Given records:
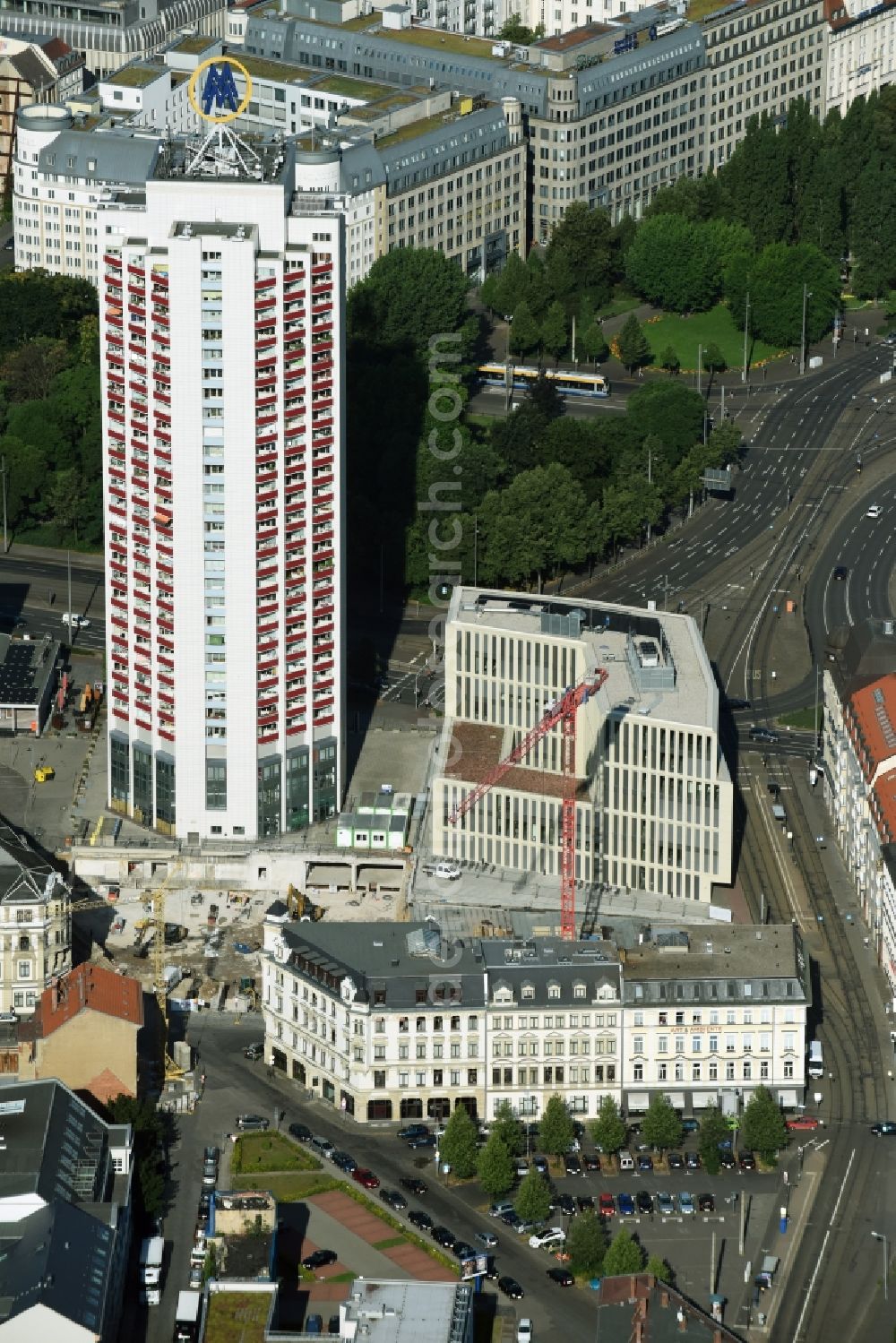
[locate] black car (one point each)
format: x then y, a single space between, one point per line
414 1186
511 1288
413 1131
320 1259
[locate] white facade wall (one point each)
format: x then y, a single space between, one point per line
861 56
226 552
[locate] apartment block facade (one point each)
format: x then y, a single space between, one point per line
222 333
653 793
397 1022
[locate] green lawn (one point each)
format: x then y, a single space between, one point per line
686 333
801 719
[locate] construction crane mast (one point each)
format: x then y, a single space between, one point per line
563 713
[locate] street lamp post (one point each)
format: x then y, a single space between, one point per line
802 337
879 1235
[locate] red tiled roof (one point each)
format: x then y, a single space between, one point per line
90 986
105 1087
874 710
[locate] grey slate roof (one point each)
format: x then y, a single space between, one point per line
120 155
381 958
24 874
61 1260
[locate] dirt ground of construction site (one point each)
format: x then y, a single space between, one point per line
217 934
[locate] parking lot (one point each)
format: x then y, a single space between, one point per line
686 1240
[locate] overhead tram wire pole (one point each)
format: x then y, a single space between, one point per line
802 336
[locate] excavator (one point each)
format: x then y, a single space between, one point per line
301 907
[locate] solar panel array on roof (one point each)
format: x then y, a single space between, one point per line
883 720
19 672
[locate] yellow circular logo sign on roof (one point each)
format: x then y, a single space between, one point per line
220 99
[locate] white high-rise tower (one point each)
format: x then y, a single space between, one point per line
222 308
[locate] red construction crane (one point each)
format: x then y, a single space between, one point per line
563 712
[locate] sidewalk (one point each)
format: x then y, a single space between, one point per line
804 1173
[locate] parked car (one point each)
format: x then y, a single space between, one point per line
414 1186
500 1209
509 1287
413 1131
320 1259
366 1176
487 1238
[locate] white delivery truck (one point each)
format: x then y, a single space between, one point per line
152 1253
187 1318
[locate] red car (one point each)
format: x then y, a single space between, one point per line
366 1178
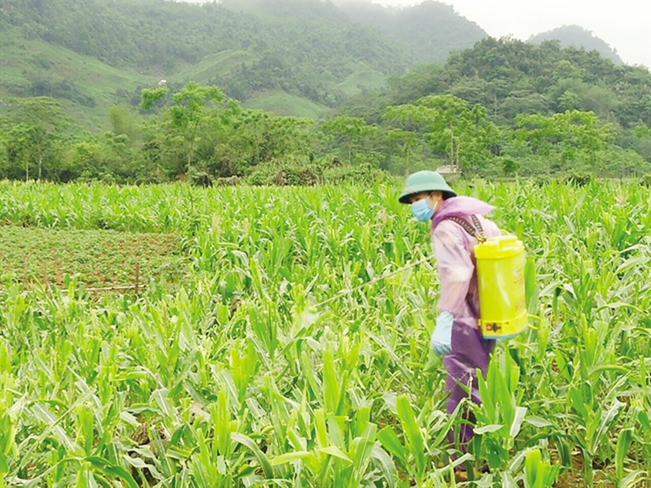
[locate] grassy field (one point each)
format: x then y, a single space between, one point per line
228 372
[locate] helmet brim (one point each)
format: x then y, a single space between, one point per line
424 187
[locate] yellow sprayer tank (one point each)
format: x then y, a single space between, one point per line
500 275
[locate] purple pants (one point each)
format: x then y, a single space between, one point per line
469 352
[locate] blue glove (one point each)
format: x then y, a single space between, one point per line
441 342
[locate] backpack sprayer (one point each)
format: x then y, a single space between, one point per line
501 262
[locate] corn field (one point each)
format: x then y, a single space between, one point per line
240 375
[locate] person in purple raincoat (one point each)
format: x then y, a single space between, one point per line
456 336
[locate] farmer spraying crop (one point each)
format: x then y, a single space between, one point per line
457 336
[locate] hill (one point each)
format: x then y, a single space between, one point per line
431 29
576 36
314 55
308 50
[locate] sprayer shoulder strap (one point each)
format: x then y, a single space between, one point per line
477 231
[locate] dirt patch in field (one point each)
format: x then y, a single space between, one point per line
98 258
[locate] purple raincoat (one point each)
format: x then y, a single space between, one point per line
455 263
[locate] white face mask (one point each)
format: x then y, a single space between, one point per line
421 210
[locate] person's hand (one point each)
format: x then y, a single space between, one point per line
441 341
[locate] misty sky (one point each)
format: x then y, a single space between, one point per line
624 24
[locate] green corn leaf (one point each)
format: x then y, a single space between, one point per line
290 457
391 443
412 432
246 441
336 452
386 465
624 440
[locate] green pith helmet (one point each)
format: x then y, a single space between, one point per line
425 181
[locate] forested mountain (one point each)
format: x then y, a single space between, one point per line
511 77
305 54
576 36
431 29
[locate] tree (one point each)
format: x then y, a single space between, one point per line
34 126
569 134
188 116
464 135
349 132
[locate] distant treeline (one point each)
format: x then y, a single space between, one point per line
503 108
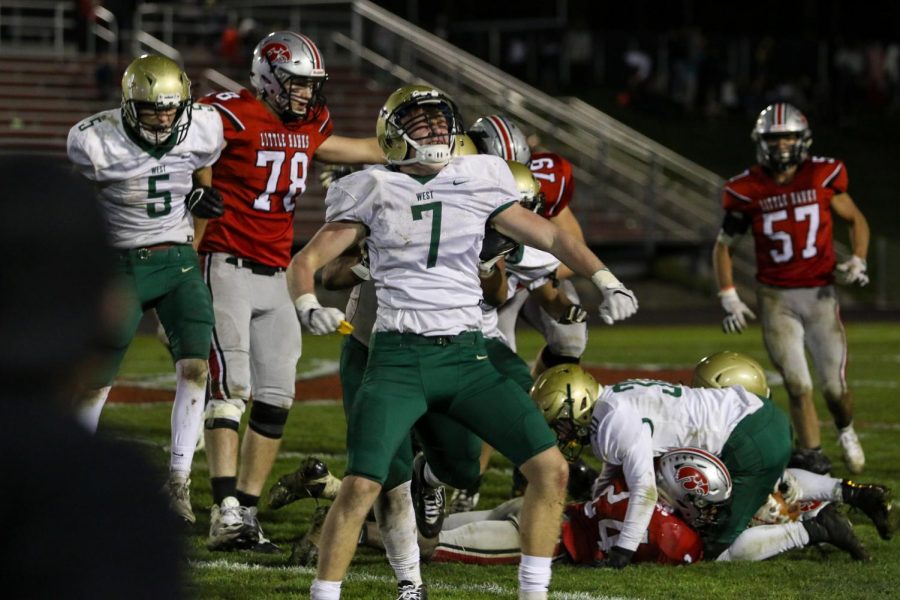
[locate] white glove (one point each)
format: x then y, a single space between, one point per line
736 320
317 319
618 301
852 271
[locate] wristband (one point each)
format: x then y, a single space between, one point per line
604 279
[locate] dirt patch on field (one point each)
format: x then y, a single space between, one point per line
328 387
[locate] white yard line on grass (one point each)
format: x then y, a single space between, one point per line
488 588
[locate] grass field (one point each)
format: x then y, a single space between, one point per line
317 428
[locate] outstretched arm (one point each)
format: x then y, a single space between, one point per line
526 227
328 243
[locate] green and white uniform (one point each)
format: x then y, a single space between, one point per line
527 270
427 354
637 420
142 190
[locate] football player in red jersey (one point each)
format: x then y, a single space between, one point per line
499 135
787 200
272 135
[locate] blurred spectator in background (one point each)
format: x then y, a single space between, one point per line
89 519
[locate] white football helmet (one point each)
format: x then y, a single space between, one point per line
408 123
693 482
156 83
497 135
774 122
282 62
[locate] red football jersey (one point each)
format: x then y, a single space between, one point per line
791 223
591 528
260 174
555 174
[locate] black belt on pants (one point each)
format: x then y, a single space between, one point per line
255 267
467 338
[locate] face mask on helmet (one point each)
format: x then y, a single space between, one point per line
695 483
566 395
156 100
530 195
287 72
782 137
497 135
418 124
464 146
727 368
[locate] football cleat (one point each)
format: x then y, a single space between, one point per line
178 490
407 590
228 528
311 480
829 526
263 545
875 501
810 459
428 501
851 450
465 500
305 551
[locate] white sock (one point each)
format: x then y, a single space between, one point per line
534 574
325 590
187 414
817 487
430 478
87 412
765 541
397 526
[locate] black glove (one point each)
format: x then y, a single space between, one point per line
616 558
573 314
205 202
496 245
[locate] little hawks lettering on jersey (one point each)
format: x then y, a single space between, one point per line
276 139
780 201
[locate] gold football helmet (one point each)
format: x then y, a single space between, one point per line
566 395
158 84
727 368
529 188
410 121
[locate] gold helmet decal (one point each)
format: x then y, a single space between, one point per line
156 84
566 395
409 107
727 368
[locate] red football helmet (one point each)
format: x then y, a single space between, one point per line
777 121
283 61
693 482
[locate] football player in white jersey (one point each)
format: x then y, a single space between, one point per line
423 217
566 338
145 159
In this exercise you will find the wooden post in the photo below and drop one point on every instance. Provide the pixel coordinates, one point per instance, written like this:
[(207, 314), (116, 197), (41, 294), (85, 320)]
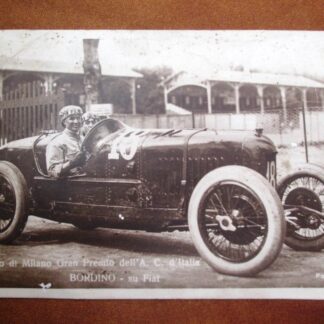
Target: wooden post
[(237, 98), (133, 96), (284, 103), (260, 93), (305, 105), (165, 92), (209, 105), (92, 72), (1, 86)]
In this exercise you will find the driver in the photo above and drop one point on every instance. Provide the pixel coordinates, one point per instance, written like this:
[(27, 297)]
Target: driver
[(63, 155)]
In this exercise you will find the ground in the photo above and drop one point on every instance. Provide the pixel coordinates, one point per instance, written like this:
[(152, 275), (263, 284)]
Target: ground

Requirement:
Print out the material word for word, omitting the pictures.

Completed exercise:
[locate] black car (one point each)
format: x then y, a single space between, one point per line
414 1186
511 1288
413 1131
320 1259
[locate] white facade wall (one point each)
format: x then y, a single space between, one point per line
861 56
226 552
[locate] apartment block facade (one point each)
format: x then y, a single space between, one point per line
222 333
653 793
397 1022
[locate] green lawn (one point each)
format: x then y, a single space between, one point per line
686 333
801 719
[locate] construction crane mast (one point each)
format: x then y, a single space between, one point per line
563 713
[locate] street lamp post (one point each)
format: x then y, a single space between, one point per line
802 337
879 1235
[locate] red tiled roof (one point each)
format: x then y, a single space between, one point per line
90 986
105 1087
874 710
[locate] grey slate roof (one point each)
format: x then y, a single space between, one point per line
120 155
381 958
24 874
61 1260
[locate] dirt ground of construction site (one point each)
format: x then y, a single space between, one point per line
217 934
[locate] parking lot (one point each)
format: x then y, a single space between, one point per line
686 1240
[locate] overhead tram wire pole (one point each)
format: x then y, a single space between, one point per line
802 336
[locate] excavator (one point each)
format: x then y, a single space between, one point per line
301 907
[locate] solar panel array on roof (one point each)
format: x then y, a single space between, one point per line
883 720
19 672
[locate] yellow circular logo sign on roof (one point each)
format: x then y, a single space between, one point per line
220 99
[locate] white high-rise tower (one point each)
format: x then y, a single space between, one point per line
222 308
[locate] red construction crane (one point each)
format: x then y, a single space between, one point per line
563 712
[locate] sidewalk (one point each)
format: x then y, a single space between, one point per line
804 1173
[locate] parked car (one point each)
format: x then y, a single space between, one point per line
414 1186
500 1209
509 1287
413 1131
320 1259
366 1176
487 1238
[locate] white delivery truck (one point each)
format: x then y, a single space between, one point per line
152 1253
187 1318
[locate] red car (one point each)
format: x then y, a single space between, one point per line
366 1178
[locate] grassy field (one point each)
format: x then y, a single space between, one point per line
228 372
[locate] helmet brim (one point each)
format: x then y, a single space between, one point per line
424 187
[locate] yellow sprayer tank (one point each)
format: x then y, a single space between, one point per line
500 275
[locate] purple pants (one point each)
format: x then y, a single space between, one point per line
469 352
[locate] blue glove (one point each)
format: x then y, a single space between, one point per line
441 342
[locate] backpack sprayer (one point each)
format: x then y, a single space between, one point per line
501 262
[locate] corn field (one point each)
format: x then y, a single space between, one point per line
240 375
[locate] person in purple raincoat (one point each)
format: x then y, a single space between, one point per line
456 336
[locate] farmer spraying crop (one point each)
format: x then y, a single space between, one point per line
457 336
[locate] hill (one point each)
format: x then y, a single space between, one point per line
431 29
576 36
314 55
308 50
[locate] sprayer shoulder strap (one point each)
format: x then y, a single space between, one point per line
477 231
[locate] dirt patch in field (one point each)
format: x then y, a single space between, one point per line
98 258
[locate] purple raincoat (one point each)
format: x then y, a single space between, one point per line
455 263
[locate] white face mask (one point each)
format: x then y, a single space between, one point per line
421 210
[locate] person's hand (one point each)
format: x then y, a single space between, one point per line
441 341
[locate] misty sky (one point each)
format: x then y, a single space between, one point per line
624 24
[locate] green corn leaf (one point each)
format: x then y, a single space between, one point per line
290 457
391 443
412 432
246 441
336 452
386 465
624 440
[locate] green pith helmet (one point each)
format: x then y, a single space between, one point per line
425 181
[locate] forested mountain (one point each)
format: x then y, a single space between, one point per line
511 77
305 54
576 36
431 29
[locate] tree (one point each)
format: x then y, a single space between, one point per line
34 126
569 134
188 116
464 135
349 132
[locate] distant treeline (one point each)
format: x then y, a single space between, one point per line
503 108
[locate] white glove (one point each)
format: x then y, a single space between, one point per line
736 320
317 319
618 301
852 271
[locate] wristband (one point each)
format: x then y, a single space between, one point per line
604 279
[locate] dirt patch on field (one point each)
format: x then y, a single space between, one point per line
328 387
[locate] white yard line on grass (one point each)
format: x then y, a single space between, one point per line
488 588
[locate] grass field (one point each)
format: x then y, a single space between, one point per line
317 428
[locate] outstretched arm (one point each)
format: x then y, a single space between, one point per line
526 227
328 243
[locate] green and white uniform (one point each)
format: x then y, a single space between, one point per line
527 270
427 354
637 420
142 190
[locate] football player in red jersey (one point each)
format: x then y, a single space between, one point per line
499 135
787 200
272 135
[locate] blurred spectator in background (one point each)
format: x then y, a single space between, one point per line
89 519
[locate] white football helmet (one point each)
format: x then y, a single space between, one point per line
408 123
693 482
156 83
497 135
774 122
282 62
[locate] red football jersey (one point each)
format: x then y, a single space between, one point per line
791 223
591 528
260 174
555 174
[locate] black belt on pants (one point each)
format: x then y, a single space between, one point per line
255 267
467 338
[locate] face mask on helmet (one point each)
format: x then y, a single space between, one point per line
695 483
566 395
156 100
530 195
287 72
782 137
497 135
418 124
464 146
727 368
[locate] football cleat (one point each)
format: x then y, a single space between, one point per line
178 490
407 590
228 528
311 480
829 526
263 545
875 501
810 459
428 501
851 450
465 500
305 551
[locate] white sock (one point each)
format: x then y, a single space between, one point per line
534 574
325 590
187 414
817 487
430 478
87 412
765 541
397 526
[locate] black glove (one point each)
format: x then y, a single space between, one point per line
616 558
573 314
205 202
496 245
[locate] little hawks lettering on jersey (one point each)
format: x then y, a single space between, one point per line
276 139
780 201
[locate] gold football helmet (one point each)
format: x then y, a single space between, one point per line
566 395
158 84
727 368
529 188
410 121
[locate] gold helmet decal (one point each)
format: x then y, a single space between, one point per line
156 84
566 395
409 107
727 368
[locate] red football helmet (one point each)
format: x then y, a single space between, one point per line
777 121
283 61
693 482
[locate] football player in white jersey (one point each)
format: x then y, a single space between, one point per line
423 217
566 338
145 159
In this exercise you will find the wooden post in the photo below and drop one point on every instance. Provide the pixel coordinates, one point per instance, written like this:
[(207, 314), (116, 197), (41, 294), (85, 320)]
Target: wooden post
[(237, 98), (133, 96), (284, 103), (260, 93), (305, 105), (165, 92), (209, 105), (92, 72), (1, 86)]
In this exercise you will find the driver in the photo above and drop one point on every instance. Provide the pixel coordinates, one point per instance, written like this:
[(27, 297)]
Target: driver
[(63, 155)]
In this exercise you will find the ground in the photo above and drop one point on every instance. Provide the pixel coordinates, one point per instance, written like this:
[(152, 275), (263, 284)]
Target: ground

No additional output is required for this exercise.